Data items

* * *

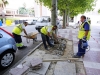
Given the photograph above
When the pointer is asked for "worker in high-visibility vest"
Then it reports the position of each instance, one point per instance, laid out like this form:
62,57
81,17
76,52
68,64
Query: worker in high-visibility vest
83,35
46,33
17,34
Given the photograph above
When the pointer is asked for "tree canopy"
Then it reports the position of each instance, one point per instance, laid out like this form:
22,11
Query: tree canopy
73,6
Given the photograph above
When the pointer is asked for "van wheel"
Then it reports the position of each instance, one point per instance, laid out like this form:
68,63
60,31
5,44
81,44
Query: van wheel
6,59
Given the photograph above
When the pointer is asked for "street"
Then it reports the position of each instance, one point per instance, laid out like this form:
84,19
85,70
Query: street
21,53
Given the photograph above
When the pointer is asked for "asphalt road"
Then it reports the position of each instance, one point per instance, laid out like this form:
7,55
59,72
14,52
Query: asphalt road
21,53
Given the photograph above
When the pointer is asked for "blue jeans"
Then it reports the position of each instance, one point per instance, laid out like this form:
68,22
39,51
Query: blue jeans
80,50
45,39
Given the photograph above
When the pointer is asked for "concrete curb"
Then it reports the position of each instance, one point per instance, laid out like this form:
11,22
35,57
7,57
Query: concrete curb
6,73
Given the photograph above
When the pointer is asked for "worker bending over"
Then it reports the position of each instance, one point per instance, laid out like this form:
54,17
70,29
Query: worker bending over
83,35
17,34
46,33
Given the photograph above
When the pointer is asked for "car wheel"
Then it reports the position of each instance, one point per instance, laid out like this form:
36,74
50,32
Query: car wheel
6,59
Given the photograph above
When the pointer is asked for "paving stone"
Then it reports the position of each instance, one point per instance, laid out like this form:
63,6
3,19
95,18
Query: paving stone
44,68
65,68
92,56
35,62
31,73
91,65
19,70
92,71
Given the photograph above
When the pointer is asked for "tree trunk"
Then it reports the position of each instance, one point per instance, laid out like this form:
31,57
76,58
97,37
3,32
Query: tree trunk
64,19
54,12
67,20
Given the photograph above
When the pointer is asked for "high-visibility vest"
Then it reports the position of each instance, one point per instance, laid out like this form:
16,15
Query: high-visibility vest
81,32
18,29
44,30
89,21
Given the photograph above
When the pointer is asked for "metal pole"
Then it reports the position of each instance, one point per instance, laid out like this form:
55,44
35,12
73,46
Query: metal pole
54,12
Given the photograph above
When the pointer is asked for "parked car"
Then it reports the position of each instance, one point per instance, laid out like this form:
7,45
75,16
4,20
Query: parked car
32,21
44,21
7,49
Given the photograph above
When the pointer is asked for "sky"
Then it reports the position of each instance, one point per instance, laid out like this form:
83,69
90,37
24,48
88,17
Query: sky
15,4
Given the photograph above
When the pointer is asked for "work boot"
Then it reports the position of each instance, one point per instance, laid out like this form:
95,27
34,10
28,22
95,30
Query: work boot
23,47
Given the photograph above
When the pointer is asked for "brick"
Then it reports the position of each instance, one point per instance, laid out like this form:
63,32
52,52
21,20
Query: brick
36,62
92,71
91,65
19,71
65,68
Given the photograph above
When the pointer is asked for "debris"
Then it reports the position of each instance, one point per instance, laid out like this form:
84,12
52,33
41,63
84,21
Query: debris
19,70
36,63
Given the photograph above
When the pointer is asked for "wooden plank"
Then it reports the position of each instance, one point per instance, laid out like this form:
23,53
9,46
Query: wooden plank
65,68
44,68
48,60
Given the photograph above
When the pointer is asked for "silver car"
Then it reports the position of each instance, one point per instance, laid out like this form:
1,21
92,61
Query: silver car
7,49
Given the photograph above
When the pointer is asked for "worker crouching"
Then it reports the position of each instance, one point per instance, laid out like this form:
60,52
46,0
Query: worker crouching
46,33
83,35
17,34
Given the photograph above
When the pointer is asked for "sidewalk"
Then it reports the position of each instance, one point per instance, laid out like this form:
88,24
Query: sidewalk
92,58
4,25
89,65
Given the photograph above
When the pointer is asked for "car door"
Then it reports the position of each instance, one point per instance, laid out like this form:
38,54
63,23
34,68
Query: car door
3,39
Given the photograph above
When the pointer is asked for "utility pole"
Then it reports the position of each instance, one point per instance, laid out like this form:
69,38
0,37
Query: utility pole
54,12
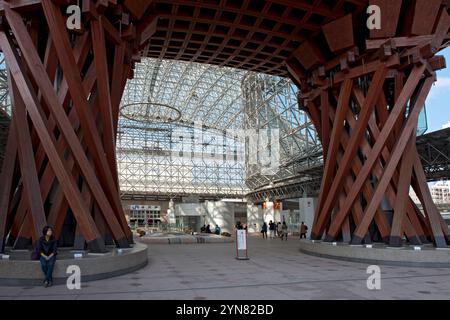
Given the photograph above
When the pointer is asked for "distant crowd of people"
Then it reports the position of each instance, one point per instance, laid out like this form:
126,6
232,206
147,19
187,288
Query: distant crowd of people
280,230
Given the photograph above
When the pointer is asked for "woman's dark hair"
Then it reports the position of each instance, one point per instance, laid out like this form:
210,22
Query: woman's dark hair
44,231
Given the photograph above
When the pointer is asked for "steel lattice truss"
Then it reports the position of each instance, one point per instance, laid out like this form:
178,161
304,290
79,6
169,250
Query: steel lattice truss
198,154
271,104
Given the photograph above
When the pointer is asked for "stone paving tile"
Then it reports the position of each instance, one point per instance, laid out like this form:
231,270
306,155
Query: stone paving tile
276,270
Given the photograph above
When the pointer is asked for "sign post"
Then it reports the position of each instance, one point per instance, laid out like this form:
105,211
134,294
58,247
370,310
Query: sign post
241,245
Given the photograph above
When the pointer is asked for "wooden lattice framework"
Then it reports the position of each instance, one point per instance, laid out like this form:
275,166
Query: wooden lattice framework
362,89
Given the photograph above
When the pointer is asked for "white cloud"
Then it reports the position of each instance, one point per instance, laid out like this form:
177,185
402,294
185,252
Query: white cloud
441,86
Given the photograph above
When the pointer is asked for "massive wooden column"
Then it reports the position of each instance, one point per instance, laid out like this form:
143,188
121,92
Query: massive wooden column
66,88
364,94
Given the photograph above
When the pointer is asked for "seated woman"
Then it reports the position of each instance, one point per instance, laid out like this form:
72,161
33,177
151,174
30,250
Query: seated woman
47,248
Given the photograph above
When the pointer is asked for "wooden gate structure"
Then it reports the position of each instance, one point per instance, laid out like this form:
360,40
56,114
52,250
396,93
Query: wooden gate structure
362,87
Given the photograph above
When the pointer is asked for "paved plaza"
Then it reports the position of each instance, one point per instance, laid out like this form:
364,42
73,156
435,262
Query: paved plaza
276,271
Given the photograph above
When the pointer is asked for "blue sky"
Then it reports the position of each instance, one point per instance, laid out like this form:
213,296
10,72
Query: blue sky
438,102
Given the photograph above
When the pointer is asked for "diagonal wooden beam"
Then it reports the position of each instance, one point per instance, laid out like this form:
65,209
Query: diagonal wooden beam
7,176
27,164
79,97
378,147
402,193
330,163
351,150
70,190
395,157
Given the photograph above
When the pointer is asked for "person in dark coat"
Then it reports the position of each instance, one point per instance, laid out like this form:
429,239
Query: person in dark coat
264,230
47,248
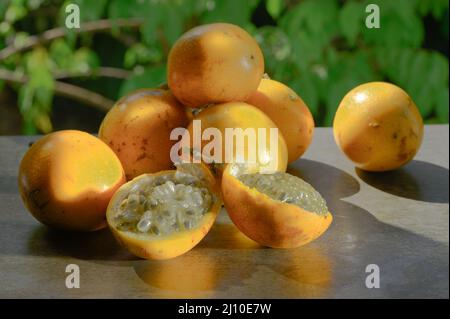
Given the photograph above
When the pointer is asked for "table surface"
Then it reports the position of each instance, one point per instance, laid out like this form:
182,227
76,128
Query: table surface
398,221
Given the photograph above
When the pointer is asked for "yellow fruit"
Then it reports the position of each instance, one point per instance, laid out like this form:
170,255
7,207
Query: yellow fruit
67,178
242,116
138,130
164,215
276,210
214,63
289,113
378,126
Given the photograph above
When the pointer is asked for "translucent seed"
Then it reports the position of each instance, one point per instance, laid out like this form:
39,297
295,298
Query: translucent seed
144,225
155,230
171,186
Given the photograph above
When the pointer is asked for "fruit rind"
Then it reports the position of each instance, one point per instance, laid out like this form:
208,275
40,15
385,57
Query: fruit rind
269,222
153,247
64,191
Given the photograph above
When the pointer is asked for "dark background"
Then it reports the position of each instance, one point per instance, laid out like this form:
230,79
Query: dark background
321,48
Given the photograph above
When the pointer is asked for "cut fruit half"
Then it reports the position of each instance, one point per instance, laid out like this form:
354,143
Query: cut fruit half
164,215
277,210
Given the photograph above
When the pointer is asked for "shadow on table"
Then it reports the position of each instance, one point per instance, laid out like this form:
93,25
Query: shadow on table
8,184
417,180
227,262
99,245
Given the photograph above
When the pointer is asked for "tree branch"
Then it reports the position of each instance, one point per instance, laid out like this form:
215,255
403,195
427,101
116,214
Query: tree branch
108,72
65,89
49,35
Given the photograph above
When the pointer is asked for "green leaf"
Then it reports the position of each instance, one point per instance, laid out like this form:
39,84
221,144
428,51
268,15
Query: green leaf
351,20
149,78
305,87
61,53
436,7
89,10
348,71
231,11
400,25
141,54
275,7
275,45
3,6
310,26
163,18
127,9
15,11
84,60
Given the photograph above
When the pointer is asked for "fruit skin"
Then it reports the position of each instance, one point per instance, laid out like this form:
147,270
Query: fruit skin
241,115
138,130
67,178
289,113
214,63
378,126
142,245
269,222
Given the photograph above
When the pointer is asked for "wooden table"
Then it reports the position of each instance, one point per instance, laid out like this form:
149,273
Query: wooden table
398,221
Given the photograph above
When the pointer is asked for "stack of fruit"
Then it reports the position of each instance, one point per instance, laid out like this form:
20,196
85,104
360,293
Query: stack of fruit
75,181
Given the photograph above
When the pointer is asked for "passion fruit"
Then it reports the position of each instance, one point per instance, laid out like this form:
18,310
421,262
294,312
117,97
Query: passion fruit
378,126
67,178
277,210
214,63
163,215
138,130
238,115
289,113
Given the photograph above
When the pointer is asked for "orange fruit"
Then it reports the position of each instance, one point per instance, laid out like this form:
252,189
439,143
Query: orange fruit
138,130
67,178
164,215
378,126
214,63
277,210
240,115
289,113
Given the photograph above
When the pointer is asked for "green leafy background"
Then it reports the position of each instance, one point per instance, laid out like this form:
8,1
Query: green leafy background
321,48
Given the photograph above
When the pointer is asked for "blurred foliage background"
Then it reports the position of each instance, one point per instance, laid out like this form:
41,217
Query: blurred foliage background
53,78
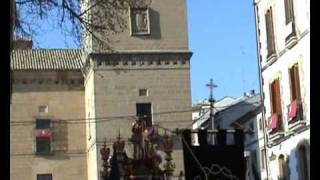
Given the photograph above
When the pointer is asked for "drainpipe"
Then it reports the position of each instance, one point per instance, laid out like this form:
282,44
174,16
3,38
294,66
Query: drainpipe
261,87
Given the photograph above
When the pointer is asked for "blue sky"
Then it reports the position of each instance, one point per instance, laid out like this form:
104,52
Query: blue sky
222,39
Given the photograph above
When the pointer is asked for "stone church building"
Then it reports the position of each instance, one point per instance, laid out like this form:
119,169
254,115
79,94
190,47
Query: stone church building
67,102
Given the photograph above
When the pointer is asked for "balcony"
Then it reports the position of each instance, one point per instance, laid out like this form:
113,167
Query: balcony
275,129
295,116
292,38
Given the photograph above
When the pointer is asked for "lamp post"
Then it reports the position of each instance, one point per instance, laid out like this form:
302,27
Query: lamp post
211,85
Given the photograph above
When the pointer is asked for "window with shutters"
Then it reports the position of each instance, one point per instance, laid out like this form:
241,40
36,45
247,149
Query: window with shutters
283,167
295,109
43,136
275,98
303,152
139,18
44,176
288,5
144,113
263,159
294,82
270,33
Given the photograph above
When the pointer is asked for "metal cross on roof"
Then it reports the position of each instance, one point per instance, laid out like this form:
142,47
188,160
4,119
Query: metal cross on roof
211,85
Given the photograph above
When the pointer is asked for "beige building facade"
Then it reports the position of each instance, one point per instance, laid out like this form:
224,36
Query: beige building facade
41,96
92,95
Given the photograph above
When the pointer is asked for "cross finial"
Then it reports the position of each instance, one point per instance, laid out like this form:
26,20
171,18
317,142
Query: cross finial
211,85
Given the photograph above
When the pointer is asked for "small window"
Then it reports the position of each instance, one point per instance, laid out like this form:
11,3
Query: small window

* * *

Brief: Examine the records and pull out every line where the string "small" occurs.

Exercise response:
When the pointer is asked for "small window"
Query: small window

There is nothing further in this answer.